● **TEXT BLOCK**
- Opening Delimiter -
The scale of this journey is staggering. A single cubic meter of water takes an estimated 1,000 years to complete the full circuit. Despite that glacial pace, the volume of water being moved is enormous, and it plays a central role in redistributing heat, carbon, and nutrients across the globe.
How the Ocean Floor Shapes the Flow
Deep currents don’t travel in straight lines. The shape of the ocean floor, its ridges, basins, and canyons, steers them along specific paths. Dense bottom water naturally tries to flow along depth contours (lines of equal depth), but underwater features constantly redirect it. Submarine canyons that cut through continental slopes act as tunnels, channeling dense water from the shelves down into the abyss. In the Northern Hemisphere, the Earth’s rotation pushes this water toward the right-hand wall of the canyon as it flows seaward.
Mid-ocean ridges can block or deflect deep currents entirely, forcing water to find gaps or fracture zones to pass through. The result is that the actual path of deep circulation is far more complex than any simple diagram suggests, with the seafloor’s topography acting as a system of walls, channels, and gates that determine where deep water can and cannot go.
Why Deep Currents Matter for Climate and Life
The conveyor belt moves heat from the tropics toward the poles. Warm surface currents like the Gulf Stream carry heat northward across the Atlantic, and the return flow of cold deep water completes the exchange. This heat transport is a major reason why Western Europe has milder winters than you’d expect for its latitude. Without it, places like London and Paris would feel much more like Labrador.
Deep currents also act as a nutrient delivery system. Water that has spent centuries on the ocean floor accumulates dissolved nutrients from decaying organic matter. When that water eventually rises back to the surface through upwelling, it brings those nutrients into sunlit waters where phytoplankton can use them. Regions where deep water upwells tend to be among the most biologically productive places in the ocean, supporting major fisheries and diverse marine ecosystems. Spinning ocean eddies play a particularly important role here, pulling nutrient-rich water upward from hundreds of meters below the surface.
The Risk of Slowing Circulation
Global warming threatens to weaken this system. The Atlantic Meridional Overturning Circulation (AMOC), the portion of the conveyor belt that includes the Gulf Stream and North Atlantic deep water formation, is projected to slow as the climate warms. The mechanism is straightforward: as Arctic ice melts at accelerating rates, it dumps large volumes of fresh water into the North Atlantic. That fresh water dilutes the surface salinity, making the water less dense and less likely to sink. If less water sinks, the entire conveyor belt loses momentum.
The exact rate and extent of this slowdown remain uncertain, but the consequences would be far-reaching. A weaker AMOC would reduce heat transport to northern Europe, disrupt rainfall patterns across Africa and South America, and alter how efficiently the ocean absorbs carbon dioxide from the atmosphere. It would also change nutrient cycling, potentially reducing productivity in fisheries that depend on upwelling. The deep ocean’s slow circulation means that changes happening now could take decades or centuries to fully play out, making this one of the more consequential slow-motion shifts in the climate system.
- Closing Delimiter -
● **ACTION ITEM A**
According to the passage about deep ocean currents, how long does a single cubic meter of water take to complete the full circuit?
● **ACTION ITEM B**
Quote the passage about deep ocean currents, beginning at the words "Mid-ocean ridges can" and stopping after the words "more like Labrador.".
Rely only on the passage about deep ocean currents.

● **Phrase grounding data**
- Opening Delimiter -
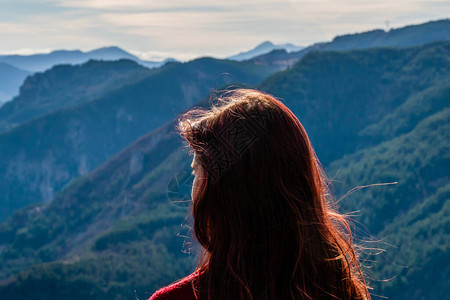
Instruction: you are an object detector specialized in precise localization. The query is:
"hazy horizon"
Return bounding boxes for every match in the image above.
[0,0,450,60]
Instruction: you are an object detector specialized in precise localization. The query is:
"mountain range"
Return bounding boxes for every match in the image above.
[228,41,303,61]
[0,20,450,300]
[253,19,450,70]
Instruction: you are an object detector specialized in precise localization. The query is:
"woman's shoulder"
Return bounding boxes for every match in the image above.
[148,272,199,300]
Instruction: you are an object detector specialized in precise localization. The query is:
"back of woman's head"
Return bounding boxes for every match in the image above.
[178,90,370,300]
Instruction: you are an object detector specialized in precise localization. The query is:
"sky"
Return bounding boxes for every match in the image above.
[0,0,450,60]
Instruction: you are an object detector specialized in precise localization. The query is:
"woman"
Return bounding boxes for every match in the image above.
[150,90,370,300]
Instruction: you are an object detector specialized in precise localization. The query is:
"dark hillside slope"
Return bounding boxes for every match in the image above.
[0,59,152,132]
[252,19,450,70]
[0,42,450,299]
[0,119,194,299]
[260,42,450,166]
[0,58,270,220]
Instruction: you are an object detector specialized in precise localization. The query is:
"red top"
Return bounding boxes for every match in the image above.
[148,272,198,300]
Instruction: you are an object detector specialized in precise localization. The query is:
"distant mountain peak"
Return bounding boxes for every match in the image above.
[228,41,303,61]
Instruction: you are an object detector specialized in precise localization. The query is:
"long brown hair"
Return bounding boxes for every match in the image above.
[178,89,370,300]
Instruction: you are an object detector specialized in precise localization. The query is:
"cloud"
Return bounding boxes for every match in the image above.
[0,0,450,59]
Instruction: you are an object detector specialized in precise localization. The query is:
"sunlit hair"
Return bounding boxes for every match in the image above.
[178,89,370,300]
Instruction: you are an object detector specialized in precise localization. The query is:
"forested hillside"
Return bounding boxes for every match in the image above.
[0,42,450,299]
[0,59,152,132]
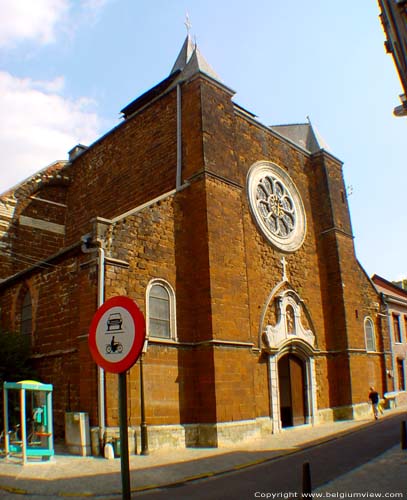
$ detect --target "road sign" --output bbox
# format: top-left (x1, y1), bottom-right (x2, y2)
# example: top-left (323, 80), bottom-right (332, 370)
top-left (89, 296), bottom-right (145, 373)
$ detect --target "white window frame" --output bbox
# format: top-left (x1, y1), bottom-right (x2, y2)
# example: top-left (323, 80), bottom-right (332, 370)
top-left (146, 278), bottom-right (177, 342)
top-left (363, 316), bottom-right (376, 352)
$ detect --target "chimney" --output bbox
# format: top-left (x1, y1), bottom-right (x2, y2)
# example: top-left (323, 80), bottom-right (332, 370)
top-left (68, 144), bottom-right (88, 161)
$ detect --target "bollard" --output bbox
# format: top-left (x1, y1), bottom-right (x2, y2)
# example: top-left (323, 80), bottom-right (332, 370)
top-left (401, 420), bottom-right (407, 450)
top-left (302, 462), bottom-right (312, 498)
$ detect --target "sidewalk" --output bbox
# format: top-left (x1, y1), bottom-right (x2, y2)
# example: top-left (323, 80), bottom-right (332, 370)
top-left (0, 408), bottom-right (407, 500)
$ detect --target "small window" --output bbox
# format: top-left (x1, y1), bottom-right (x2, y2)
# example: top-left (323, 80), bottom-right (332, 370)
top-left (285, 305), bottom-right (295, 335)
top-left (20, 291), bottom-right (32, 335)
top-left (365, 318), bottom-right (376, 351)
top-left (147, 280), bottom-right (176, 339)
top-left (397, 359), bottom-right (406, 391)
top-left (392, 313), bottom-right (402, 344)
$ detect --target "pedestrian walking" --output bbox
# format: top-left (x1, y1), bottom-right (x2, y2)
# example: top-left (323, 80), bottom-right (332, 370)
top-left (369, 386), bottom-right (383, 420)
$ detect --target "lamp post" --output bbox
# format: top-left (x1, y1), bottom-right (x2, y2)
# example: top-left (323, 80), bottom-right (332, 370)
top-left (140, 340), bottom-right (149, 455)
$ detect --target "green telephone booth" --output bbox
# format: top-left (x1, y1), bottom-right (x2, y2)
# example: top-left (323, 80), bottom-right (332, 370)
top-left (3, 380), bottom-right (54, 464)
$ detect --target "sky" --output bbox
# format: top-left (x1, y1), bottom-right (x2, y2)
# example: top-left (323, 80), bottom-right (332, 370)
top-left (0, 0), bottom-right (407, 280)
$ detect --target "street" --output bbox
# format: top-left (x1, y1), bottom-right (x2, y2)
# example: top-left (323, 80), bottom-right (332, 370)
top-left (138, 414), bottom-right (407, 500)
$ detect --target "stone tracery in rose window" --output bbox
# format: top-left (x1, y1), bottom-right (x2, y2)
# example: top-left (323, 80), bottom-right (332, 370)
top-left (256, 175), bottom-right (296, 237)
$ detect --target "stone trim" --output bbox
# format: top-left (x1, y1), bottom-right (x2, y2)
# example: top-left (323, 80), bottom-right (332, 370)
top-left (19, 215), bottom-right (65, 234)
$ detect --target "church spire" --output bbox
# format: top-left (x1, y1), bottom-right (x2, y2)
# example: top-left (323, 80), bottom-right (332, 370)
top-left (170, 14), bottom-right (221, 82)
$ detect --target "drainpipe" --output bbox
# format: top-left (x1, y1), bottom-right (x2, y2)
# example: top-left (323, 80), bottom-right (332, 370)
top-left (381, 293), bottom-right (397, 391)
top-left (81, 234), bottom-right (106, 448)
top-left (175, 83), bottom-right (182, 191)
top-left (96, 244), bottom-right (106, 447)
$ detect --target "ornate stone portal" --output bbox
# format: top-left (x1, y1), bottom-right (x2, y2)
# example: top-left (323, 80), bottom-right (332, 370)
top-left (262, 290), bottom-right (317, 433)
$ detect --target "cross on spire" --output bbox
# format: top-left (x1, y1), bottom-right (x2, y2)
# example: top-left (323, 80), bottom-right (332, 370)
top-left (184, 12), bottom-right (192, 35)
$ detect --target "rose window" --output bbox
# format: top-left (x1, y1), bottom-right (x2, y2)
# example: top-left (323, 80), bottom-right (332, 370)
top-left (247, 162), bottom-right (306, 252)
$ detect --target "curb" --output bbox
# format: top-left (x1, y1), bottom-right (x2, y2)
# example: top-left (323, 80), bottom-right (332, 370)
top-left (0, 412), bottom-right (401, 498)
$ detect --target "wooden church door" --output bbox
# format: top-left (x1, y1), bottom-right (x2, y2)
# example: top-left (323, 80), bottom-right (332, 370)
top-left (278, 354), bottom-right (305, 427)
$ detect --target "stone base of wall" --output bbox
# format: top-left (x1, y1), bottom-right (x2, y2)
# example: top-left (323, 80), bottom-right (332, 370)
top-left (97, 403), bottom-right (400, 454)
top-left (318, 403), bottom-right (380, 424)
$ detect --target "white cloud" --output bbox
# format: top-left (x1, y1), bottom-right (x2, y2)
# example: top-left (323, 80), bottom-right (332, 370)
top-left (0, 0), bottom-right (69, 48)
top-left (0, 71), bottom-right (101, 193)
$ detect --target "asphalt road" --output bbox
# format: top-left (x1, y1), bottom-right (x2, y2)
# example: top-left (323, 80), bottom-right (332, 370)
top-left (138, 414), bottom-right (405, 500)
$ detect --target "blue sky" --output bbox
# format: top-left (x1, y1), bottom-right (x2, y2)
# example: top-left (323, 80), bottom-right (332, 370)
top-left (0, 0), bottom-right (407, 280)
- Closing Delimiter -
- Opening Delimiter -
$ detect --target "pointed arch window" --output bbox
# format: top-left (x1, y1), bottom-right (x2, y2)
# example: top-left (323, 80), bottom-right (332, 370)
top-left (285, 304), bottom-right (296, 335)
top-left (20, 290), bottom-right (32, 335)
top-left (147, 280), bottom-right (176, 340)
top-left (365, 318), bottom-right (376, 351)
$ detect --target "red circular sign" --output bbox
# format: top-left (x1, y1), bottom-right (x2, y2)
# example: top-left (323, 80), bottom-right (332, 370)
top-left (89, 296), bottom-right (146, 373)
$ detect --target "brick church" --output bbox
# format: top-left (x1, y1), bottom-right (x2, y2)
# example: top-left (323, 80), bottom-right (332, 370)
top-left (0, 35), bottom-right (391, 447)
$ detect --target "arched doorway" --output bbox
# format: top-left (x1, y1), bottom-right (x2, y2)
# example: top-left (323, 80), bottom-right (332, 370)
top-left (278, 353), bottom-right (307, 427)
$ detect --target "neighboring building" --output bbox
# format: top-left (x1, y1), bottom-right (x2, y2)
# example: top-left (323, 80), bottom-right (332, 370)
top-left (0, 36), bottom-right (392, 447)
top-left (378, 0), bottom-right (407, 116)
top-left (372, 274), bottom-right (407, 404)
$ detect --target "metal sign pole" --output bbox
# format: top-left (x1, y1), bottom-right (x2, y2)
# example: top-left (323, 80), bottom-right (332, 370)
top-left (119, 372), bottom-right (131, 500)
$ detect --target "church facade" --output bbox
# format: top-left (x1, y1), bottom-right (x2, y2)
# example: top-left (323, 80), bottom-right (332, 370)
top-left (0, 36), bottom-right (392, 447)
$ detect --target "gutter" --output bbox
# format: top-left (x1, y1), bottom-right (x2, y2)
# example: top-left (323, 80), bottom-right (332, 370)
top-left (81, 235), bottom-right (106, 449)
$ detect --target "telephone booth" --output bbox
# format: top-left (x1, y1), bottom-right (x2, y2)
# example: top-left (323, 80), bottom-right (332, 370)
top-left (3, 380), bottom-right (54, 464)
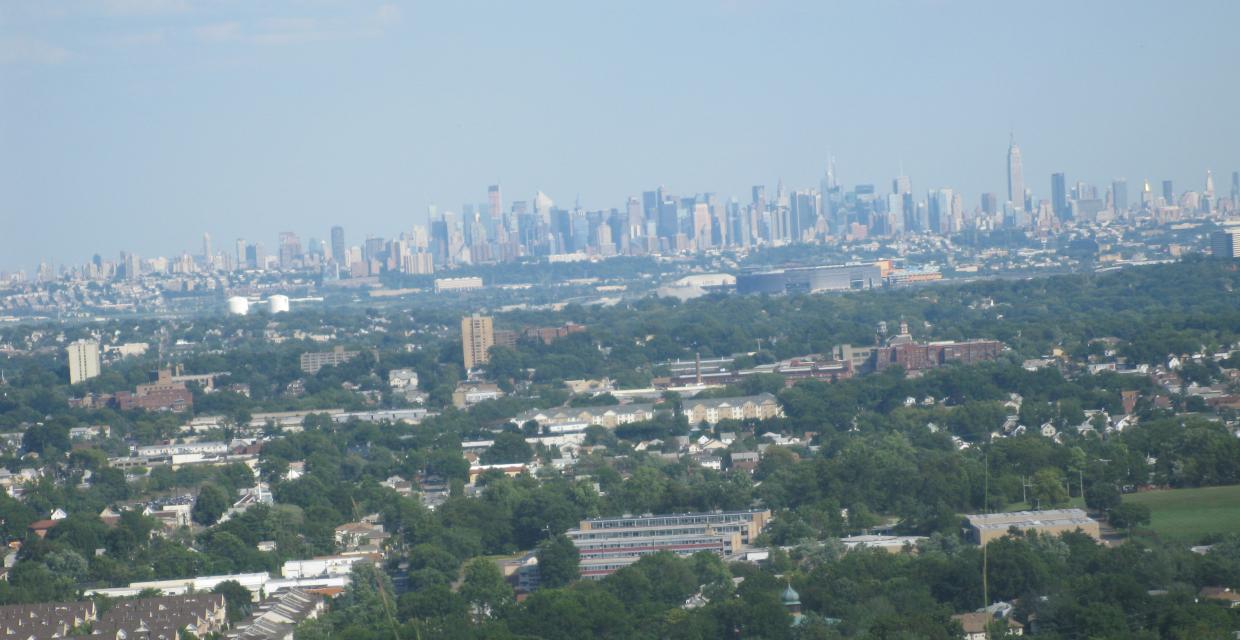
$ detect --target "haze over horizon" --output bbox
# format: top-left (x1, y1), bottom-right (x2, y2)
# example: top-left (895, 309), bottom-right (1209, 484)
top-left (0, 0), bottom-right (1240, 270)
- Closing Delimiter -
● **ANSWER A**
An estimated 1,000 years.

● **ANSWER B**
Mid-ocean ridges can block or deflect deep currents entirely, forcing water to find gaps or fracture zones to pass through. The result is that the actual path of deep circulation is far more complex than any simple diagram suggests, with the seafloor’s topography acting as a system of walls, channels, and gates that determine where deep water can and cannot go.
Why Deep Currents Matter for Climate and Life
The conveyor belt moves heat from the tropics toward the poles. Warm surface currents like the Gulf Stream carry heat northward across the Atlantic, and the return flow of cold deep water completes the exchange. This heat transport is a major reason why Western Europe has milder winters than you’d expect for its latitude. Without it, places like London and Paris would feel much more like Labrador.